=== The task ===
Restate the records below exactly. Pictures are not part of the copy.

▬▬▬▬▬▬

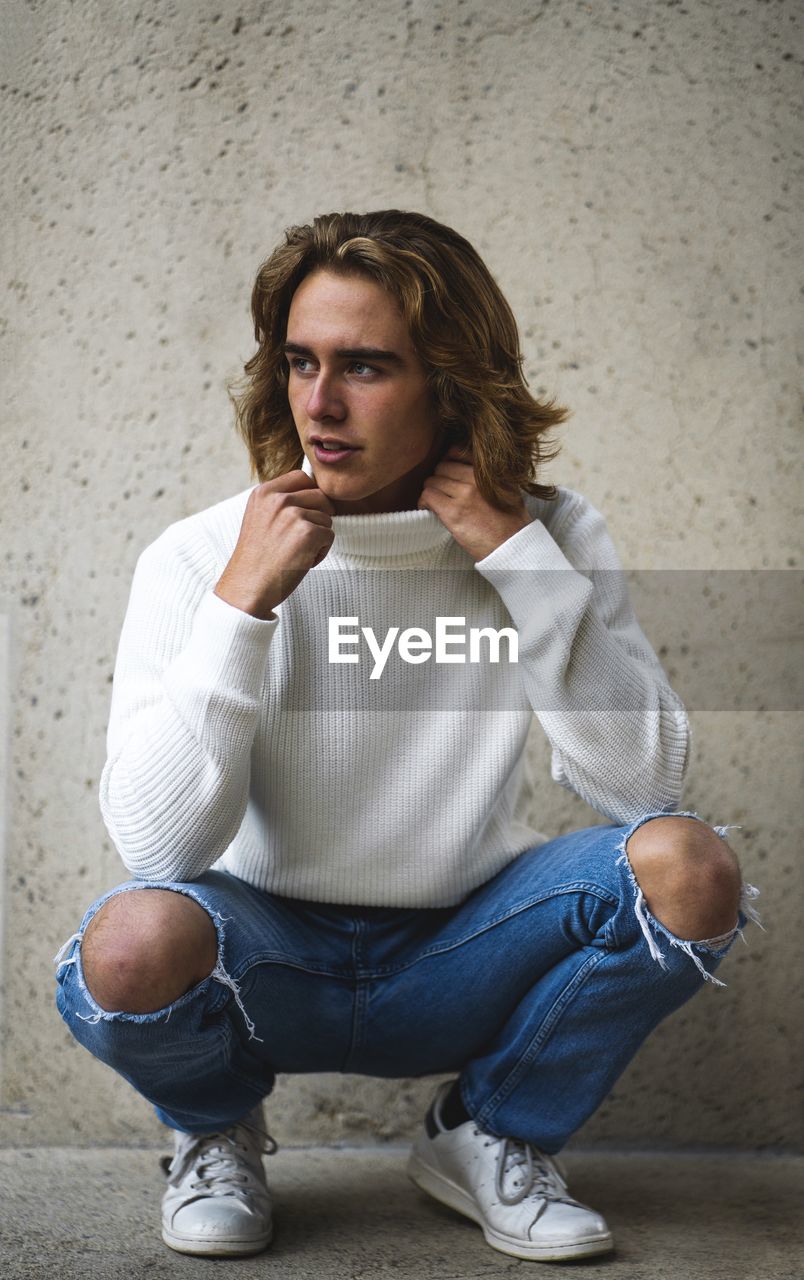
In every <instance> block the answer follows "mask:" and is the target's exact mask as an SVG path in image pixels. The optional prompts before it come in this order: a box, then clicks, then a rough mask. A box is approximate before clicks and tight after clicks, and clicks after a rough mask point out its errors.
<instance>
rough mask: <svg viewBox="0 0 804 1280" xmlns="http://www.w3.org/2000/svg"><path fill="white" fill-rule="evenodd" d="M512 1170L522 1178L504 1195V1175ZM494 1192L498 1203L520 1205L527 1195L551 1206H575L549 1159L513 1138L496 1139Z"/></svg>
mask: <svg viewBox="0 0 804 1280" xmlns="http://www.w3.org/2000/svg"><path fill="white" fill-rule="evenodd" d="M513 1169H521V1170H522V1179H521V1183H520V1184H519V1185H517V1189H516V1190H513V1192H506V1189H504V1185H503V1184H504V1179H506V1174H508V1172H511V1171H512V1170H513ZM515 1185H516V1184H515ZM494 1190H495V1193H497V1198H498V1199H499V1202H501V1204H521V1203H522V1201H524V1199H526V1197H527V1196H538V1197H539V1198H540V1199H544V1201H552V1202H553V1203H554V1202H561V1203H563V1204H576V1203H577V1201H574V1199H572V1197H571V1196H570V1194H568V1193H567V1184H566V1181H565V1179H563V1176H562V1174H561V1171H559V1169H558V1165H557V1164H556V1161H554V1160H553V1158H552V1156H548V1155H545V1153H544V1152H543V1151H539V1148H538V1147H533V1146H531V1144H530V1143H527V1142H520V1140H517V1139H516V1138H502V1139H499V1151H498V1153H497V1171H495V1176H494Z"/></svg>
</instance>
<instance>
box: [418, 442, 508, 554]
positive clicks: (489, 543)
mask: <svg viewBox="0 0 804 1280" xmlns="http://www.w3.org/2000/svg"><path fill="white" fill-rule="evenodd" d="M419 507H424V508H425V509H426V511H431V512H433V513H434V515H435V516H438V518H439V520H440V521H442V524H443V525H446V526H447V529H448V530H449V532H451V534H452V536H453V538H454V540H456V543H458V544H460V545H461V547H462V548H463V550H465V552H469V554H470V556H471V557H472V559H475V561H479V559H484V558H485V557H486V556H490V554H492V552H493V550H495V549H497V548H498V547H501V545H502V543H504V541H507V539H508V538H512V536H513V534H517V532H519V531H520V529H525V527H526V526H527V525H530V524H531V516H530V515H529V512H527V508H526V506H525V503H524V502H522V498H521V494H519V493H517V502H516V506H515V507H513V508H512V509H511V511H502V509H501V508H499V507H493V506H492V504H490V503H489V502H486V500H485V498H484V497H483V494H481V493H480V490H479V489H478V485H476V481H475V471H474V467H472V462H471V452H470V451H469V449H462V448H458V447H457V445H453V447H452V448H451V449H448V451H447V453H446V454H444V457H443V458H442V461H440V462H439V463H438V466H437V467H435V471H434V472H433V475H430V476H428V479H426V480H425V483H424V488H422V490H421V497H420V499H419Z"/></svg>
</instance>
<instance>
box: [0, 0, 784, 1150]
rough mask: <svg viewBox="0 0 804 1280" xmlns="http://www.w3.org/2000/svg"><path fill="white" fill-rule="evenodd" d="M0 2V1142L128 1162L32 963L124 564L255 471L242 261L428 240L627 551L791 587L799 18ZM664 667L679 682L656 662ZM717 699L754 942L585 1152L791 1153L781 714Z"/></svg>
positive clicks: (51, 937)
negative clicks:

▬▬▬▬▬▬

=== Exercise output ===
In every <instance> block the answer follows "mask:" and is the target's exact mask as an SVG path in image pixels. The optional prompts before it come in this order: a box, then clicks, then a rough mask. A box is approximate before clicks and tight after clicks, and clicks after a rough mask point out its errors.
<instance>
rough mask: <svg viewBox="0 0 804 1280" xmlns="http://www.w3.org/2000/svg"><path fill="white" fill-rule="evenodd" d="M512 1170L522 1178L504 1195V1175ZM494 1192L498 1203L520 1205L527 1195L551 1206H575L549 1159L513 1138L496 1139Z"/></svg>
mask: <svg viewBox="0 0 804 1280" xmlns="http://www.w3.org/2000/svg"><path fill="white" fill-rule="evenodd" d="M513 1169H521V1170H522V1179H521V1183H520V1184H519V1185H517V1189H516V1190H513V1192H506V1189H504V1185H503V1184H504V1179H506V1174H508V1172H511V1171H512V1170H513ZM515 1185H516V1184H515ZM494 1190H495V1193H497V1198H498V1199H499V1202H501V1204H521V1203H522V1201H524V1199H526V1197H527V1196H538V1197H539V1198H540V1199H544V1201H552V1202H553V1203H554V1202H561V1203H563V1204H576V1203H577V1201H574V1199H572V1197H571V1196H570V1194H568V1193H567V1184H566V1181H565V1179H563V1176H562V1174H561V1171H559V1169H558V1165H557V1164H556V1161H554V1160H553V1158H552V1156H548V1155H545V1153H544V1152H543V1151H539V1148H538V1147H533V1146H531V1144H530V1143H527V1142H520V1140H517V1139H516V1138H502V1139H499V1151H498V1153H497V1171H495V1176H494Z"/></svg>
</instance>
<instance>
box: [418, 442, 508, 554]
positive clicks: (489, 543)
mask: <svg viewBox="0 0 804 1280" xmlns="http://www.w3.org/2000/svg"><path fill="white" fill-rule="evenodd" d="M419 507H424V508H425V509H426V511H431V512H433V513H434V515H435V516H438V518H439V520H440V521H442V524H443V525H446V526H447V529H448V530H449V532H451V534H452V536H453V538H454V540H456V543H458V544H460V545H461V547H462V548H463V550H465V552H469V554H470V556H471V557H472V559H475V561H479V559H484V558H485V557H486V556H490V554H492V552H493V550H495V549H497V548H498V547H501V545H502V543H504V541H507V539H508V538H512V536H513V534H517V532H519V531H520V529H525V527H526V526H527V525H530V524H531V516H530V515H529V512H527V508H526V506H525V503H524V502H522V498H521V494H519V493H517V502H516V506H515V507H513V508H512V509H511V511H502V509H501V508H499V507H493V506H492V504H490V503H489V502H486V500H485V498H484V497H483V494H481V493H480V490H479V489H478V485H476V481H475V471H474V467H472V462H471V452H470V451H469V449H462V448H458V447H457V445H453V447H452V448H451V449H448V451H447V453H446V454H444V457H443V458H442V461H440V462H439V463H438V466H437V467H435V471H434V472H433V475H430V476H428V479H426V480H425V483H424V488H422V490H421V497H420V499H419Z"/></svg>
</instance>
<instance>
box: [0, 0, 784, 1150]
rough mask: <svg viewBox="0 0 804 1280" xmlns="http://www.w3.org/2000/svg"><path fill="white" fill-rule="evenodd" d="M0 2V1142L128 1162L32 963L124 564L255 471L242 261L428 240L627 551L791 587L799 18ZM664 667L679 682L656 662ZM717 699L754 942L585 1152L791 1153L781 714Z"/></svg>
positive clicks: (51, 937)
negative clicks:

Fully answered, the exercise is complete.